◆ **WHAT THE TASK ASKS**:
Answer these from the page on Gaspard and Lisa:
1. What is the name of Gaspard's older brother?
2. In which city do Gaspard and Lisa live?
3. In what year were Japanese translations of the books introduced?

◆ **PASSAGE PROVIDED**:
- Front of one of the books
- First appearance: Gaspard on Vacation
- Created by: Anne Gutman Georg Hallensleben

In-universe information
- Species: Non specified, fictional
- Gender: Male (Gaspard); Female (Lisa);
- Occupation: Students
- Relatives: Charles (Gaspard's older brother) Mamie Matilde (Gaspard's grandmother) Victoria (Lisa's older sister) Lila (Lisa's baby sister) Unnamed parents
- Nationality: French

= Gaspard and Lisa =

Gaspard et Lisa, more commonly known as Gaspard and Lisa, are two fictional characters appearing in a series of children's books created by wife and husband Anne Gutman and Georg Hallensleben.

The books center on two friends: Gaspard (black with a blue scarf) and Lisa (white with a red scarf) who go on various adventures. Gaspard, Lisa and their family members are drawn as animals, but live among humans in Paris, with the titular characters attending an ordinary school alongside human characters. According to the publisher, Gaspard and Lisa are Bull Terriers.

==Book series==
Gutman and Hallensleben published the first "Gaspard et Lisa" book in French in 1999. The characters became hugely popular in Japan following the introduction of Japanese translations of the books in 2001.

◆ **ENTRIES SUPPLIED**:
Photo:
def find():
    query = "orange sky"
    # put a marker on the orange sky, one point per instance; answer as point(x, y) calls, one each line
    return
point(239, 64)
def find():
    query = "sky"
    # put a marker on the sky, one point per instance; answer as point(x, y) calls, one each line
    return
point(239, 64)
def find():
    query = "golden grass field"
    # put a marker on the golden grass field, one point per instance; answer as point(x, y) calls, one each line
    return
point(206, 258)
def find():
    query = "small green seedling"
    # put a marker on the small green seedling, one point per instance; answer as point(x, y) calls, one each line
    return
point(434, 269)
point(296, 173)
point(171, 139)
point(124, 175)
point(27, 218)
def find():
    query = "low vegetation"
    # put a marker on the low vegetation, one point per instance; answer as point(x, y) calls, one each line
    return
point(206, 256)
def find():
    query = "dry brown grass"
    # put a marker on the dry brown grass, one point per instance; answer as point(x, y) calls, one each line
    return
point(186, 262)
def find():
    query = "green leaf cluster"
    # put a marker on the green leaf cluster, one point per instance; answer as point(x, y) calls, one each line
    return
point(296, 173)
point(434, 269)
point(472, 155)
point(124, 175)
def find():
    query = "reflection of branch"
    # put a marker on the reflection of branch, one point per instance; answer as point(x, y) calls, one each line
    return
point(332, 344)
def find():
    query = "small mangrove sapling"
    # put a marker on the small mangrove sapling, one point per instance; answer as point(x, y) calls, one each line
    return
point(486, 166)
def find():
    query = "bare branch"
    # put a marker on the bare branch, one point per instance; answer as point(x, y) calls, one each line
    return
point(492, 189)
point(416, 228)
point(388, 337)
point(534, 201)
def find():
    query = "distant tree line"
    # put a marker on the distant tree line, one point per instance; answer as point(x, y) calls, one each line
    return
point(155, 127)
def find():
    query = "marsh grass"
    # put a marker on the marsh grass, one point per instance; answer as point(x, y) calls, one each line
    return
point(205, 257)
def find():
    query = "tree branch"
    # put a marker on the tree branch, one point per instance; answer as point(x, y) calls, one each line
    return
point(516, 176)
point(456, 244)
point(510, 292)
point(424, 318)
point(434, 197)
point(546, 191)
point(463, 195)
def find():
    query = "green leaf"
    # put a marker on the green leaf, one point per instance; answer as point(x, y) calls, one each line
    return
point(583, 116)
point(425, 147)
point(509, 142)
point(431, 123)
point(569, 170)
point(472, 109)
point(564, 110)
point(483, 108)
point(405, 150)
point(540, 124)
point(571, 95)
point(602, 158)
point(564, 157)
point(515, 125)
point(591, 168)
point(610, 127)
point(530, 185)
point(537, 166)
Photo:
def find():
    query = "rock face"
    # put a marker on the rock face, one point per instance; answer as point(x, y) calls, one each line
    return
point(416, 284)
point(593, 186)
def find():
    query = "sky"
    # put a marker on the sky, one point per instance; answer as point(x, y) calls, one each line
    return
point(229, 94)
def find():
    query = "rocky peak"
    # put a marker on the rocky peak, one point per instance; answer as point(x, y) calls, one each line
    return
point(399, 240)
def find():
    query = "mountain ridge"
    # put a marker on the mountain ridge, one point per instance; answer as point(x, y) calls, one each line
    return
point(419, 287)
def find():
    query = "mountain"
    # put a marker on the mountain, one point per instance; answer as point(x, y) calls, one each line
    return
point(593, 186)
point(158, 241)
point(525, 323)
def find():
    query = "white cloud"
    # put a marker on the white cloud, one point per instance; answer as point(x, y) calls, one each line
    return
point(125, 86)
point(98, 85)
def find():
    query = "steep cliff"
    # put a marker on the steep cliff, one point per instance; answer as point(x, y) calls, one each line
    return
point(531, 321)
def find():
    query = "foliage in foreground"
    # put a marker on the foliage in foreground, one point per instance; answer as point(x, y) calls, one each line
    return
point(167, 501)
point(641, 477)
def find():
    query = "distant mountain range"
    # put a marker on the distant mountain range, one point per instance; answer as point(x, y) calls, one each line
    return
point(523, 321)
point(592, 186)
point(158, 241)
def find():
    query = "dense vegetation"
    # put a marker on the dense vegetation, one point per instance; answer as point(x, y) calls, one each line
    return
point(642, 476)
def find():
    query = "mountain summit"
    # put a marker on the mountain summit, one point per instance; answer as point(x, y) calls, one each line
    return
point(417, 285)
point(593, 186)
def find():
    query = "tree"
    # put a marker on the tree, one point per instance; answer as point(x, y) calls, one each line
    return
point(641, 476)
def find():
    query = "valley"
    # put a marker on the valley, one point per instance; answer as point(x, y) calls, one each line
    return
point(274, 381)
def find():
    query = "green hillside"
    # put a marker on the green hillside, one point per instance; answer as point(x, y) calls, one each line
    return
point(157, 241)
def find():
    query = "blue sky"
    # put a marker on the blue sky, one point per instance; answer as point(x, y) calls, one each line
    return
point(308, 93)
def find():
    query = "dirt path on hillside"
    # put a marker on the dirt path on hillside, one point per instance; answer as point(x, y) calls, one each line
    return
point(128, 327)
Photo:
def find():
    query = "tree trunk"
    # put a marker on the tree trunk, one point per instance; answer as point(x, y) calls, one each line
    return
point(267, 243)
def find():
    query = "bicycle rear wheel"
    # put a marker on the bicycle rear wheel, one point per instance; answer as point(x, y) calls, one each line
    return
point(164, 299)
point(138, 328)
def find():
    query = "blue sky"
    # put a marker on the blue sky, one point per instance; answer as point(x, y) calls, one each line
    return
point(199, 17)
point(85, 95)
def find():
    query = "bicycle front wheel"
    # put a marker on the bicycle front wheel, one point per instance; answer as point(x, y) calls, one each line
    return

◆ **SOLUTION**:
1. Charles
2. Paris
3. 2001